■ **Data for processing**
= = = =
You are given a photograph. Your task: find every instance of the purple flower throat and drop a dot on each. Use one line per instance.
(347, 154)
= = = =
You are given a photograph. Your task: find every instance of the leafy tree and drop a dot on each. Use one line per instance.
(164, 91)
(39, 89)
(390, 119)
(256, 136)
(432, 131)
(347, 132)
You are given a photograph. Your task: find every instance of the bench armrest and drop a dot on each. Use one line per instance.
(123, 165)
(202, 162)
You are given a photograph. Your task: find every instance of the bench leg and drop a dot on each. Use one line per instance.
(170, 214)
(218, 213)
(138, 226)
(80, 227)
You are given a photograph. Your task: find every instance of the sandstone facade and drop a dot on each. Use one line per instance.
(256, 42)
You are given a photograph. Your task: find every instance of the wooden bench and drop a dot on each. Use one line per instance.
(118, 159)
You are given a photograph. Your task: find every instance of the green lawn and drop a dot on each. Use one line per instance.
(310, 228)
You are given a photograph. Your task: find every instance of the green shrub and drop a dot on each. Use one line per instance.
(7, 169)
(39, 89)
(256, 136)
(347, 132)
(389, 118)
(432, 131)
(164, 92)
= = = =
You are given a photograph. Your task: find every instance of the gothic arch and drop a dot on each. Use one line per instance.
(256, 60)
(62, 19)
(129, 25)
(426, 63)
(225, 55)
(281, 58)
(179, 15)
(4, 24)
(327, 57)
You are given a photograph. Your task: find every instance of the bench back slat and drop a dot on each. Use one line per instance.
= = = =
Only the lines above from the one with "of the gothic" up to and including the one with "the bench back" should be repeated, exactly as written.

■ **Written answer**
You are given a photograph. Your task: find every instance of the gothic arch and drop a dot on each. Use one line per instance.
(256, 60)
(62, 19)
(129, 25)
(426, 63)
(225, 55)
(281, 58)
(179, 15)
(4, 24)
(327, 57)
You are given a photograph. Your task: find every instance of the bench back slat and drop a dot on each. Use one line per instance.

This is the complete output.